### What is required
Copy word for word, please, the lines of the entries below running from the one containing "Each instance of the leaf" to the one containing "Each instance of the green leaf", both ends included.

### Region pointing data
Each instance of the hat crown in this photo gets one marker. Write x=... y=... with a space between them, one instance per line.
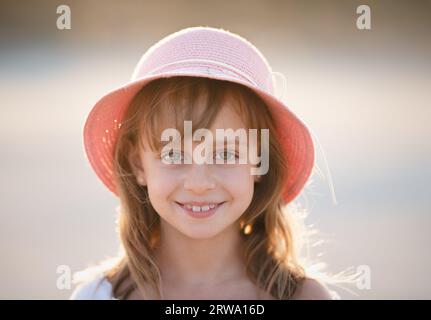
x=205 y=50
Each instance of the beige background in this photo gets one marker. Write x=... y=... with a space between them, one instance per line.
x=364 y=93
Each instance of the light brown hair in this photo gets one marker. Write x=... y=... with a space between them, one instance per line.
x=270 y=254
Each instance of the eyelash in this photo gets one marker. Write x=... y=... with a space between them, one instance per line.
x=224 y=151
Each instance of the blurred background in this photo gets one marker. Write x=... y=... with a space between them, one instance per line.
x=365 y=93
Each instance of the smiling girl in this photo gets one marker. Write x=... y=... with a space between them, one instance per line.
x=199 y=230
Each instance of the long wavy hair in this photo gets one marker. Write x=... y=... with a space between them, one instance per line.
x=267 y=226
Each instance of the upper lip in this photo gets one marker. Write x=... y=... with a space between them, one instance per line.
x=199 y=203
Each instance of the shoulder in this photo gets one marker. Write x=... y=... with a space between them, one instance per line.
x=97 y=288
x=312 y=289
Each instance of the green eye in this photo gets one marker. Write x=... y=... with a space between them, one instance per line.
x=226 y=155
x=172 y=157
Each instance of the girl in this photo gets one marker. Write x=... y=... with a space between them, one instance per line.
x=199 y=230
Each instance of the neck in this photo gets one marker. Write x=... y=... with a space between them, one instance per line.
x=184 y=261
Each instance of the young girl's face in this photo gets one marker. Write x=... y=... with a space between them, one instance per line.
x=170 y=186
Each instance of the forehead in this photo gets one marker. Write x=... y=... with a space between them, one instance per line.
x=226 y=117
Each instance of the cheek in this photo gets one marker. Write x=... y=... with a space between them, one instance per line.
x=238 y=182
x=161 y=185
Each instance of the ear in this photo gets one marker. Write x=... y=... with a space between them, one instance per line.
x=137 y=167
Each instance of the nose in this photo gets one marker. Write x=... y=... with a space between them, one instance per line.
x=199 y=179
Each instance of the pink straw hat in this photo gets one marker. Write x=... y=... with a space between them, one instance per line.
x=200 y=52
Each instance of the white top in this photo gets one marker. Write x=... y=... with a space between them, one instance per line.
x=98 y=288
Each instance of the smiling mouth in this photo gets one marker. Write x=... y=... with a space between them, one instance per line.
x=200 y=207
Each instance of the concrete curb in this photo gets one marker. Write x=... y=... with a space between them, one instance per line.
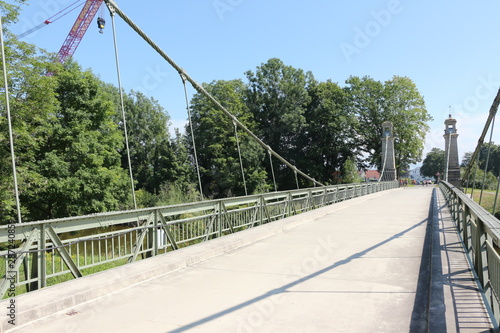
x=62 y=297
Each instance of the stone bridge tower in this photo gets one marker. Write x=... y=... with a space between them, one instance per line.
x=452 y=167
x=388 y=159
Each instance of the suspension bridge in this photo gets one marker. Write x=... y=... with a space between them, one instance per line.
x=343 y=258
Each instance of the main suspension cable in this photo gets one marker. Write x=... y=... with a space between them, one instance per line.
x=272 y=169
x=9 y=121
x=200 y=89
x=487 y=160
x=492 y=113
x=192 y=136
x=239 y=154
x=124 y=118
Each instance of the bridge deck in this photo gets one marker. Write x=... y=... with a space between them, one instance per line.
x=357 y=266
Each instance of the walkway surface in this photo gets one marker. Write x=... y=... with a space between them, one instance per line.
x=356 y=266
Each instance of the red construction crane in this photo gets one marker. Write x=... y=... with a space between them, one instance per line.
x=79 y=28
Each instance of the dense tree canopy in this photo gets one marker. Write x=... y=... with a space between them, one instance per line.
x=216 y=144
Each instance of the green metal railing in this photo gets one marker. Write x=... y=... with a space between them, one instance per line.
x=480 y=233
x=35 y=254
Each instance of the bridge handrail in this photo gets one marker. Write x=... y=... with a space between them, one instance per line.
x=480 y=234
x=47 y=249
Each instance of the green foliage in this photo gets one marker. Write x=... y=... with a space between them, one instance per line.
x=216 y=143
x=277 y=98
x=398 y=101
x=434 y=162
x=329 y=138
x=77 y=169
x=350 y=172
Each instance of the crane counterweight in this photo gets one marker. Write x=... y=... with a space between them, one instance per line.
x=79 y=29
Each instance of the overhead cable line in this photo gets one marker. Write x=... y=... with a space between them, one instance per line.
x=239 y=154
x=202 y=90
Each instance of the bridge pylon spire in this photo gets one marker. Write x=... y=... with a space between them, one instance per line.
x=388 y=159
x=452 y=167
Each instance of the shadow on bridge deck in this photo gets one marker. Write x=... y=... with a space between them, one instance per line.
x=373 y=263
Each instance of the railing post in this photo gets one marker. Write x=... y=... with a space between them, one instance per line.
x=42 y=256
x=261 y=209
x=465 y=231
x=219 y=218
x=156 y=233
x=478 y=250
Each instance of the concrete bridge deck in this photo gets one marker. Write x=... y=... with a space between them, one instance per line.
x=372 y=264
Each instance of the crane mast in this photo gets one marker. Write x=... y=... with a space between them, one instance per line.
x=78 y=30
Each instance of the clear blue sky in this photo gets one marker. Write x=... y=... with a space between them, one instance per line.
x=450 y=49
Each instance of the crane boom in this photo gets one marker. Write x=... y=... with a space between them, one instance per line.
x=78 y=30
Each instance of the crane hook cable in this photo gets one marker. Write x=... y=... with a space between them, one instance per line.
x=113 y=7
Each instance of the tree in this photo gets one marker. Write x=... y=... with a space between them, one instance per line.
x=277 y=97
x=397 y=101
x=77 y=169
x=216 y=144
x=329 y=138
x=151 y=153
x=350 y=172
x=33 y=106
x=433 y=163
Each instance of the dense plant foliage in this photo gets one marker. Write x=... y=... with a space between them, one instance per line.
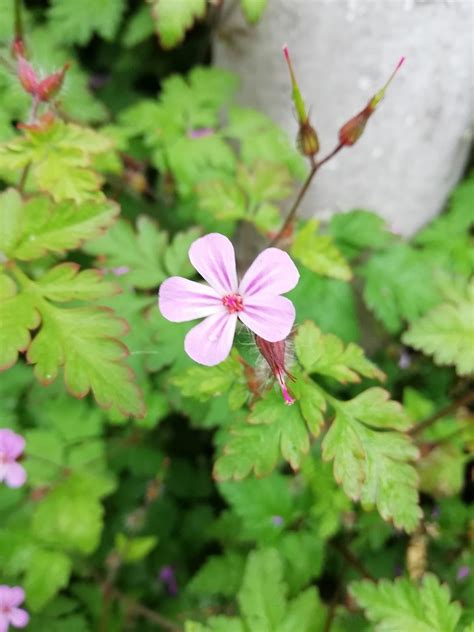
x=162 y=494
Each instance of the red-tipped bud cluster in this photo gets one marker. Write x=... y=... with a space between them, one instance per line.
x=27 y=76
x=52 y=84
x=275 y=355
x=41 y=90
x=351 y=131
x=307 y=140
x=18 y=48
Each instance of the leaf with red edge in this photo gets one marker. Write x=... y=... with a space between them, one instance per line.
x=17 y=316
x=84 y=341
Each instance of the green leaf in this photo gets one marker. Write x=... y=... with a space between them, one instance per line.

* * *

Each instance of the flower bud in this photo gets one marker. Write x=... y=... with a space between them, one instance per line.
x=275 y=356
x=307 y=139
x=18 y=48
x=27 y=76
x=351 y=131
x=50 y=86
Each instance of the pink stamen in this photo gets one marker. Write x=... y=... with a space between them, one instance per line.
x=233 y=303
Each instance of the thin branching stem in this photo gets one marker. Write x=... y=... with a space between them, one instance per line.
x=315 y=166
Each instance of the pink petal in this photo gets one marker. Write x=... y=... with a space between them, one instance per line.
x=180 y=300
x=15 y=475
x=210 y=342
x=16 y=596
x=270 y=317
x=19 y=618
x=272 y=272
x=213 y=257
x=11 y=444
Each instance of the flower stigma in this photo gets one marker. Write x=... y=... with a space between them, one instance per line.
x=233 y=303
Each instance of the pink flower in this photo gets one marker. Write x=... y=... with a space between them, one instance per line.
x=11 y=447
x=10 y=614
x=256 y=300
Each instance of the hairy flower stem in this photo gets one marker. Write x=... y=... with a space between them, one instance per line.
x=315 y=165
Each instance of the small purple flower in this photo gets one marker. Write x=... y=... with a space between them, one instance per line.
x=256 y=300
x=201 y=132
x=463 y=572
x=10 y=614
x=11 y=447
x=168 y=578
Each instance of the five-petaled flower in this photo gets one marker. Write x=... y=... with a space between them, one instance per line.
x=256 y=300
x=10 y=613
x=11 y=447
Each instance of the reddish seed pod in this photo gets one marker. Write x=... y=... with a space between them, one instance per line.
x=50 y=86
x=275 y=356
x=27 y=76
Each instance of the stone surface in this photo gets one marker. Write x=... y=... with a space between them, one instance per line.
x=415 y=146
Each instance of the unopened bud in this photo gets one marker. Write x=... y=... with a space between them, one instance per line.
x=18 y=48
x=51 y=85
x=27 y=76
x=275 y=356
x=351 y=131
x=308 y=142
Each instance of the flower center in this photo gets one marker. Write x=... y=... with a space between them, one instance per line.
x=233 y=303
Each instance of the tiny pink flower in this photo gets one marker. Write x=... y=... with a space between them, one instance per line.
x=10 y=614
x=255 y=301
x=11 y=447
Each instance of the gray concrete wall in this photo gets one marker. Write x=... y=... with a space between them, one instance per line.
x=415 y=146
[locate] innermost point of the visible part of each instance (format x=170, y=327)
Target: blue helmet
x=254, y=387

### Response
Each instance of the leaf with red edge in this photo gets one marker. Write x=... y=... with a space between them, one instance per line.
x=17 y=316
x=84 y=341
Each instance of the green leaf in this photo gets one marker. Write x=... y=... with a space between them, one instance per line.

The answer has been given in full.